*** MATERIAL PROVIDED Section Begins ***

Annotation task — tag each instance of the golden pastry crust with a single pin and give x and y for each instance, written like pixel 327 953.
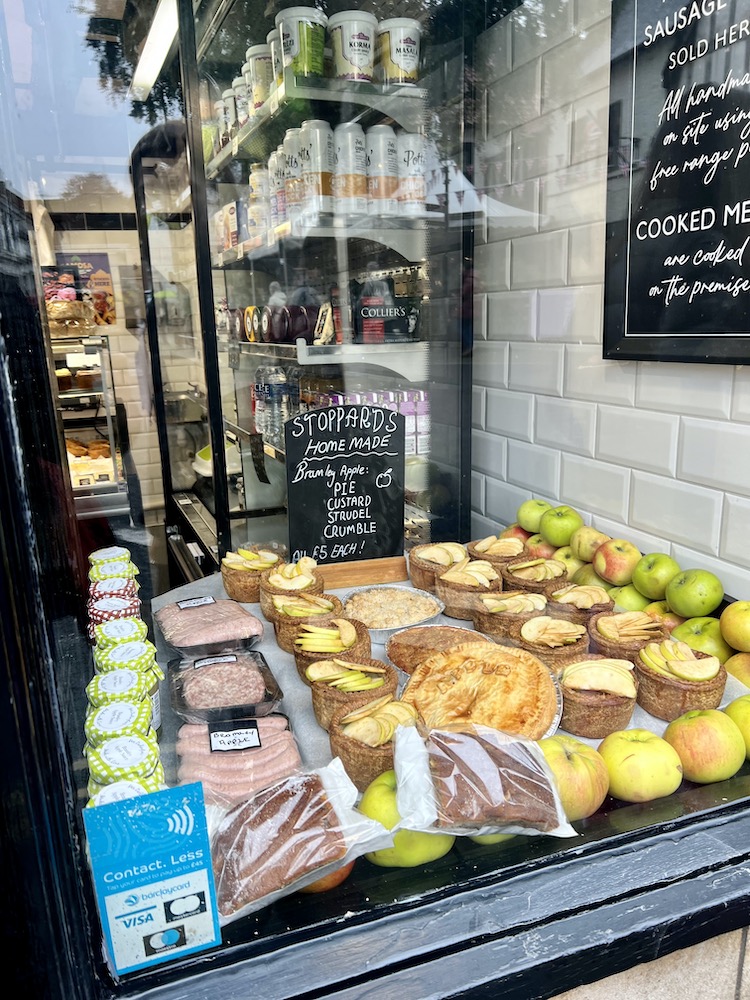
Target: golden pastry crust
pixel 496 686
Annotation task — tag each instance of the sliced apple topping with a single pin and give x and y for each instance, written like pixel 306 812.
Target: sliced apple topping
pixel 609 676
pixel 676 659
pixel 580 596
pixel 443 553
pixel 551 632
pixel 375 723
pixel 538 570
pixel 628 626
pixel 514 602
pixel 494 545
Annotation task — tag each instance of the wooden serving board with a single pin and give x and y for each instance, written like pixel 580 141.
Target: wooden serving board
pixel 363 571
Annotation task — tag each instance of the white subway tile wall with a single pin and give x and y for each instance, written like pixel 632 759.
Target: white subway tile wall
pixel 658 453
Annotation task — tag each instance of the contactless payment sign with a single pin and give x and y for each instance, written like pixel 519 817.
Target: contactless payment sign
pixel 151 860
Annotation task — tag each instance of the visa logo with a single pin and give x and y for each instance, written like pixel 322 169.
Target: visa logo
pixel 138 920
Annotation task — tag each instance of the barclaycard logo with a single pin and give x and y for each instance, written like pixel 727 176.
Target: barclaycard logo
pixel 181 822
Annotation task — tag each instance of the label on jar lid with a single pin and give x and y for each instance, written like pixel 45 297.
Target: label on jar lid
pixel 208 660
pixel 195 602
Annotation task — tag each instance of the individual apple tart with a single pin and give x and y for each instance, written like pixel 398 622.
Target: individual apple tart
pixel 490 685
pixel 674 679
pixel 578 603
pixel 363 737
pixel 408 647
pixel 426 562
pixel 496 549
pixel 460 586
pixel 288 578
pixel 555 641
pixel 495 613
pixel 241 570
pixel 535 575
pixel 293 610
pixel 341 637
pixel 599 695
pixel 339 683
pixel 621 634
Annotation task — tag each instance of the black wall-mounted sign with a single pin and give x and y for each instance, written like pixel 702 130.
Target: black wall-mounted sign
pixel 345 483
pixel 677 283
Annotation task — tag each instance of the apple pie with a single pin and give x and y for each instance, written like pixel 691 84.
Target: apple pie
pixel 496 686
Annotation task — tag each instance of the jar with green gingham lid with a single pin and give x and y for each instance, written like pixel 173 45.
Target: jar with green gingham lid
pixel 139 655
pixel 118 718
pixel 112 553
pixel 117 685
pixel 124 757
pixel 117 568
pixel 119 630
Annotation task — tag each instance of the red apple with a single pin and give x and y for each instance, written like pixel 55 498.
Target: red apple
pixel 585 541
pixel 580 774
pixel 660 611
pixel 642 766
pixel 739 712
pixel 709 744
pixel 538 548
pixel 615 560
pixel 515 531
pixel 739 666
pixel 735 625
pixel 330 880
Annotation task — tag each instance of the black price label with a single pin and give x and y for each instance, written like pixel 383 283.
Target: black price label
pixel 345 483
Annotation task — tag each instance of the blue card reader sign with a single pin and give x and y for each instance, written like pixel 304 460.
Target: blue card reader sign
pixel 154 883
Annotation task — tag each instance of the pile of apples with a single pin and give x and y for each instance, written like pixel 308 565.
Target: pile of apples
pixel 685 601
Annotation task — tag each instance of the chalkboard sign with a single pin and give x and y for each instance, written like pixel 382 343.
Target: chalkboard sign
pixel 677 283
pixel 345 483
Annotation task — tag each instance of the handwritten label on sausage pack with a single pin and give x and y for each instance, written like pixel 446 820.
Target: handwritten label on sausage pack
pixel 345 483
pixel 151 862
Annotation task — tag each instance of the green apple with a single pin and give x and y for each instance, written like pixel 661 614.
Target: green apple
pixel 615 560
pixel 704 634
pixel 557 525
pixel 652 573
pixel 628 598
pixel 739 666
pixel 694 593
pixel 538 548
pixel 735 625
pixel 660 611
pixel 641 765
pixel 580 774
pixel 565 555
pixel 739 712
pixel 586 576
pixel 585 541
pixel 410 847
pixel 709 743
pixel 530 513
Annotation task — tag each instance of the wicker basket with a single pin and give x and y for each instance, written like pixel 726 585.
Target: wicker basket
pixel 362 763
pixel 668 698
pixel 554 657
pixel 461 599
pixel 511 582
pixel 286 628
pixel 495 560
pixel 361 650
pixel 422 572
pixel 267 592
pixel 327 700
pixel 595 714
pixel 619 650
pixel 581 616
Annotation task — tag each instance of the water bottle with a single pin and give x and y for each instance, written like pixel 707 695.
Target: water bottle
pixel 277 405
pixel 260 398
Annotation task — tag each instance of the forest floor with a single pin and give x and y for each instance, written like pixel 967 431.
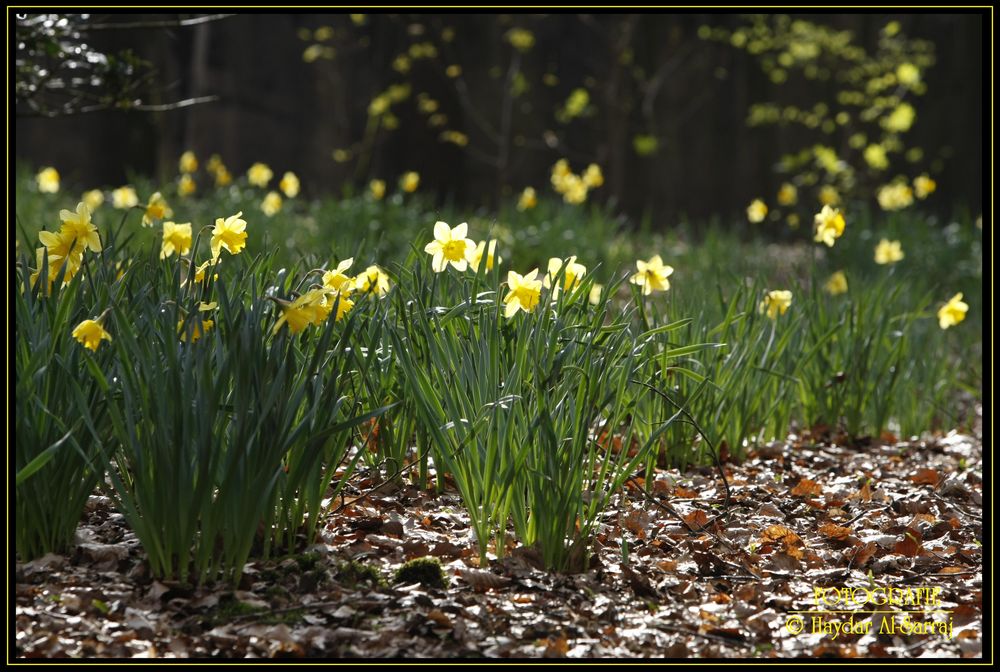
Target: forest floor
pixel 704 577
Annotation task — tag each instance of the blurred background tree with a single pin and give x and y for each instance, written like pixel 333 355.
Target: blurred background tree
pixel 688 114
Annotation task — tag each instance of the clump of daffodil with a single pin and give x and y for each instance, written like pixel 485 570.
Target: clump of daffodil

*** MATERIAL PROVIDED Section Ends ***

▶ [EXERCISE DIRECTIONS]: As you read the records above, find each line that contains "clump" and copy it.

▶ [ANSWER FOR THIS EXERCISE]:
Annotation task — tag each instance of the clump of daffodil with a single pin and give x and y for each instance, written like pixel 485 570.
Target: clump of daffodil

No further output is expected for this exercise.